[Records contained in a dataset]
=== Begin Enclosure ===

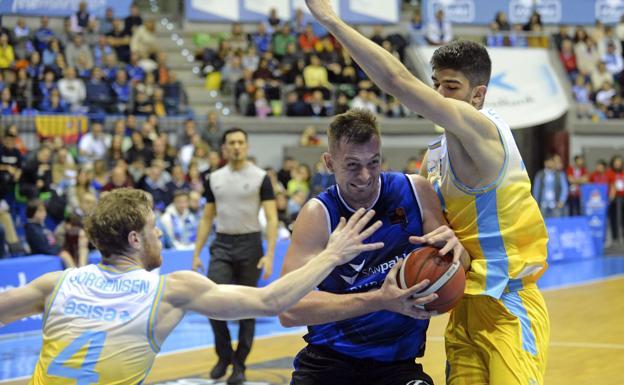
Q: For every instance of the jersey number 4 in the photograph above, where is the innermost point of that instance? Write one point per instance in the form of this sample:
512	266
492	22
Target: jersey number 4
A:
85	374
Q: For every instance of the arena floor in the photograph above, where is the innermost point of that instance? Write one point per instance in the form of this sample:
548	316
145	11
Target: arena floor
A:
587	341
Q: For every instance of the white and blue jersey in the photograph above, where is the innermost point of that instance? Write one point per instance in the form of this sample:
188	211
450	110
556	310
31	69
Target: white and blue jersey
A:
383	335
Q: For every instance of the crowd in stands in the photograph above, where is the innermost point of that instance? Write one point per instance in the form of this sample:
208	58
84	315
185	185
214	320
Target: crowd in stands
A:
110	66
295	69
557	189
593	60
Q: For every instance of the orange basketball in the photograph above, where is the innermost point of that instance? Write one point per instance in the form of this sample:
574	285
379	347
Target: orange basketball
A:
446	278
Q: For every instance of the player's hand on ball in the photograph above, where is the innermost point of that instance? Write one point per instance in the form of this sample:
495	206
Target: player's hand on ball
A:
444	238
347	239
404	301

=== End Enclosure ===
=== Begin Enclosure ===

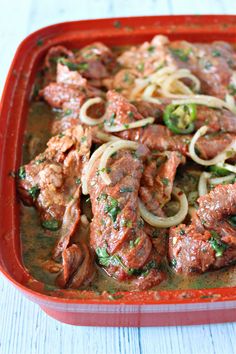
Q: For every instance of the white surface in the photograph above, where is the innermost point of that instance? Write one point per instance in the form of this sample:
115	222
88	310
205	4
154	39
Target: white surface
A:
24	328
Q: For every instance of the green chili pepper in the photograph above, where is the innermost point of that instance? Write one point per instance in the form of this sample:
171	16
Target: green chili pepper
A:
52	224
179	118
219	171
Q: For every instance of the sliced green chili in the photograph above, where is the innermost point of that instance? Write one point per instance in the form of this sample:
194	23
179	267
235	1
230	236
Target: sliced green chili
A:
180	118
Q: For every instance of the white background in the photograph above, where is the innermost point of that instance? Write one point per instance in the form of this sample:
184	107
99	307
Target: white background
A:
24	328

=== End Enclosure ===

### [Task to carry out]
Tally the lines above that contain the string "orange". Respond with the total alone.

### [Result for this exercise]
2